▸ **TASK GOAL**:
In the entries below, count every line with the word "driver". Return only the count.

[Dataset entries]
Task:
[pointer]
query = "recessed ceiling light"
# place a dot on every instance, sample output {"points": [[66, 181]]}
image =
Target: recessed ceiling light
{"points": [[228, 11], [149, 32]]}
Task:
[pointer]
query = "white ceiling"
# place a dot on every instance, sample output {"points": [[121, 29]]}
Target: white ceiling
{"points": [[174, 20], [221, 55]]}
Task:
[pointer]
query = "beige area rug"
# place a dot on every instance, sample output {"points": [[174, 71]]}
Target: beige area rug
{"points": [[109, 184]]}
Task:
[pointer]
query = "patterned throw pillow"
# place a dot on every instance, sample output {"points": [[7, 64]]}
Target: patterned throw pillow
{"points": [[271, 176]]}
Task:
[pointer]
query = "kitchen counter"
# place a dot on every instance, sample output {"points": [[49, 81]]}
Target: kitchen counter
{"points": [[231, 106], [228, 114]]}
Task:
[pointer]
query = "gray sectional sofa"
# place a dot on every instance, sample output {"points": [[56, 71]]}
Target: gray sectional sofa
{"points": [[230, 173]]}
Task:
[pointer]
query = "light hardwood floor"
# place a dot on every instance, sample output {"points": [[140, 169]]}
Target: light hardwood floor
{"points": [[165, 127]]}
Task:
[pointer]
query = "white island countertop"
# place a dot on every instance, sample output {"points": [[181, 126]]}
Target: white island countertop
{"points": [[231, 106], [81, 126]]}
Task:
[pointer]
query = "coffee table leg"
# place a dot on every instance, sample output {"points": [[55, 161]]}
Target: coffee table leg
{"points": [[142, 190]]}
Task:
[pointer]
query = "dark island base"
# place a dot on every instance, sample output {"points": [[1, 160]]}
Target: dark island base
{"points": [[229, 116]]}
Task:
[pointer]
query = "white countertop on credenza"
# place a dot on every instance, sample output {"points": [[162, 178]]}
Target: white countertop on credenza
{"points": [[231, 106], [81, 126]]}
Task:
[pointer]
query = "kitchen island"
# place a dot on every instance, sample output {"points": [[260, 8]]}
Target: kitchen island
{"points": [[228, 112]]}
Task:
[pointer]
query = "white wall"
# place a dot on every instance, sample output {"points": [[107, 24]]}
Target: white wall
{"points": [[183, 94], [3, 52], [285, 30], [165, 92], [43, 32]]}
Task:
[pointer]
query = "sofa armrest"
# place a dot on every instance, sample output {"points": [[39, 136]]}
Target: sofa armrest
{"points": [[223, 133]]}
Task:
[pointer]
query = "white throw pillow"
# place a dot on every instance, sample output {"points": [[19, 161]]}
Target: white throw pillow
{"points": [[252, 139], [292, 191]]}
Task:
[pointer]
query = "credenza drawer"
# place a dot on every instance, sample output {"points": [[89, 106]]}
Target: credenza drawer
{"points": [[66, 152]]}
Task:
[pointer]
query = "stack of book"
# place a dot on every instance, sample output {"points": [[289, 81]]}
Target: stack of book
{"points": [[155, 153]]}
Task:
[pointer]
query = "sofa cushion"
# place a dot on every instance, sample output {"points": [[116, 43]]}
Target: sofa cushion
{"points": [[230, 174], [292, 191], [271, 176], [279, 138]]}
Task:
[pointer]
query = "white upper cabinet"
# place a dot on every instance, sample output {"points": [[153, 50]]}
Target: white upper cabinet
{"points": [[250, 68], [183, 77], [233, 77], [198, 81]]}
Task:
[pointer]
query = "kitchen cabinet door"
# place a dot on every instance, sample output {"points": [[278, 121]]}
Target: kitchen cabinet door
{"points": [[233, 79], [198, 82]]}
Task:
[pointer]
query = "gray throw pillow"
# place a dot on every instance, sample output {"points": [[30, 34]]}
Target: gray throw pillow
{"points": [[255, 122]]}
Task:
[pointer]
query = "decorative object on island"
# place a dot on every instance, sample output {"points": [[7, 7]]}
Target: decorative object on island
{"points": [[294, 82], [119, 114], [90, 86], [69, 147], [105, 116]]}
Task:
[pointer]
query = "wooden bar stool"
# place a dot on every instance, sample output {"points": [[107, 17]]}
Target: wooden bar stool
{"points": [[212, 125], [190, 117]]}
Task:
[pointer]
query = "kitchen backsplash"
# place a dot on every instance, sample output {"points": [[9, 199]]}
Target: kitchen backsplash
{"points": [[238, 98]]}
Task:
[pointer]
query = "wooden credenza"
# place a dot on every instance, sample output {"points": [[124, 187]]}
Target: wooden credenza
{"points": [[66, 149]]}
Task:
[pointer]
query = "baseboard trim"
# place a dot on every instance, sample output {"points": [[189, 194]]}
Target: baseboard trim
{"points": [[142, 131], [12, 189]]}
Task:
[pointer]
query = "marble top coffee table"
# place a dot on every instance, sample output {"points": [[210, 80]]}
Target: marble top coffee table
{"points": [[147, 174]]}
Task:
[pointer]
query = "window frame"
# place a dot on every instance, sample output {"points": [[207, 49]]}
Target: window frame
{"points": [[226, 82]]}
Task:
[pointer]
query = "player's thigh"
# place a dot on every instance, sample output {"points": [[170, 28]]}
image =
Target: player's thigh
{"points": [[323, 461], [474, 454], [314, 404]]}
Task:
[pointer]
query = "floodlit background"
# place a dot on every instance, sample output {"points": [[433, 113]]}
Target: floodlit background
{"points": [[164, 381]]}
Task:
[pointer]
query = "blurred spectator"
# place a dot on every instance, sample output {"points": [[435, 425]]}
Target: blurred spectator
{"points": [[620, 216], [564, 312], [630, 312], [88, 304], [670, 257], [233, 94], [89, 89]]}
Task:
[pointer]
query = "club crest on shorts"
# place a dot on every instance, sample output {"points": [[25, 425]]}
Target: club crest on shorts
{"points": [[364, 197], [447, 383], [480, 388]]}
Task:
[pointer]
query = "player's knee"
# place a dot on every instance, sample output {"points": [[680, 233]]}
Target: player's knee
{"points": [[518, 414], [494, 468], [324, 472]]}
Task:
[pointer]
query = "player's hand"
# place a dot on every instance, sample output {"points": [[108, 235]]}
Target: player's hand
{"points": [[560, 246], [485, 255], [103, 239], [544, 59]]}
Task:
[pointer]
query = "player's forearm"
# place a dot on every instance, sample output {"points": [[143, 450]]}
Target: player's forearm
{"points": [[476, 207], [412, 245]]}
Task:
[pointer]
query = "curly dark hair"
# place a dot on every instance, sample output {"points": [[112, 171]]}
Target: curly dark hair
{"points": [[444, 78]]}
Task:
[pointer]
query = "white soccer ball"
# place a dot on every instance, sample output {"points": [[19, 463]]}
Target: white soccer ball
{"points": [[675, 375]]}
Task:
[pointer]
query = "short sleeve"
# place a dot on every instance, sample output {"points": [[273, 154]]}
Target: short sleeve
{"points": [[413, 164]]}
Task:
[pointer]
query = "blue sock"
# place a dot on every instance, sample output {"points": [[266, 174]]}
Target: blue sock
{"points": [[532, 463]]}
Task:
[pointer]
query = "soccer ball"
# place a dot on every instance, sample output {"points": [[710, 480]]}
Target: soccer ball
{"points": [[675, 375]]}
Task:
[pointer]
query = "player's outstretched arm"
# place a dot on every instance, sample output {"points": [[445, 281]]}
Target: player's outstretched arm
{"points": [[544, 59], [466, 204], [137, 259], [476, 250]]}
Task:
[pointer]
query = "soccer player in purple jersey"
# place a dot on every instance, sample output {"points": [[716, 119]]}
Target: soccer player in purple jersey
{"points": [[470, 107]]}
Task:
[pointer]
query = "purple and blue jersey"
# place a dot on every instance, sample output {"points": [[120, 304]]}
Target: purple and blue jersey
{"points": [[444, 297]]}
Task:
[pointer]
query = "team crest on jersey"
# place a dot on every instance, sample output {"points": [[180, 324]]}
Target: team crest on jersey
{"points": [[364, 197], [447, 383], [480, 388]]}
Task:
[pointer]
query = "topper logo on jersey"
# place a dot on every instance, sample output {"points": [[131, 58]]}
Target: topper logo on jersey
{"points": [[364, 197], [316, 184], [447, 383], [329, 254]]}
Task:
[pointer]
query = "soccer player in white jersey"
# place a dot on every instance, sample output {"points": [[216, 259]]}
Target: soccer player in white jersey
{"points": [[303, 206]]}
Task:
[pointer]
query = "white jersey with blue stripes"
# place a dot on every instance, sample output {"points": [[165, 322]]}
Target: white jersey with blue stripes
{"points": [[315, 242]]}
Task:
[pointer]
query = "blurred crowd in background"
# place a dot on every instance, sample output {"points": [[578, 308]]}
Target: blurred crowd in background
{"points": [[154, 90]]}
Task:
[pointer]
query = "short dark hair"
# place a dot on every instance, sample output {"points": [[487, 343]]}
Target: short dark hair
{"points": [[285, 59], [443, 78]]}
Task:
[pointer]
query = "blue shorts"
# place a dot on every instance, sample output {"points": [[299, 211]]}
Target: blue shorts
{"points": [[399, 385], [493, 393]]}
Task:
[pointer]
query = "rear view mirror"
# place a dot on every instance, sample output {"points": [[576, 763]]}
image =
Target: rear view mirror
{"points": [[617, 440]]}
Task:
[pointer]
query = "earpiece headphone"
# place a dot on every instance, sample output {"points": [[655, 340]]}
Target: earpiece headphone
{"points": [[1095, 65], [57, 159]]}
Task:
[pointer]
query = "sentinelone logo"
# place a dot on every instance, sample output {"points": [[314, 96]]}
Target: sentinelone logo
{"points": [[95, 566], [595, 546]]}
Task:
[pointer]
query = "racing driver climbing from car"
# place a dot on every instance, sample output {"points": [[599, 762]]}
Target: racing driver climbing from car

▸ **OUTPUT BELOW**:
2